Перенесите все записи в нумерованный список, пустые строки пропустите.

########################################

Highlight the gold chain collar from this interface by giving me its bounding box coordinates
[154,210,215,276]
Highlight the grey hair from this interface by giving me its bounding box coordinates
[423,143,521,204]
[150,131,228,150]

########################################

* Письменный ответ
1. Highlight the gold chain collar from this interface by giving me its bounding box coordinates
2. [154,210,215,276]
3. Highlight the grey hair from this interface by giving me its bounding box coordinates
4. [423,143,521,204]
5. [150,131,228,150]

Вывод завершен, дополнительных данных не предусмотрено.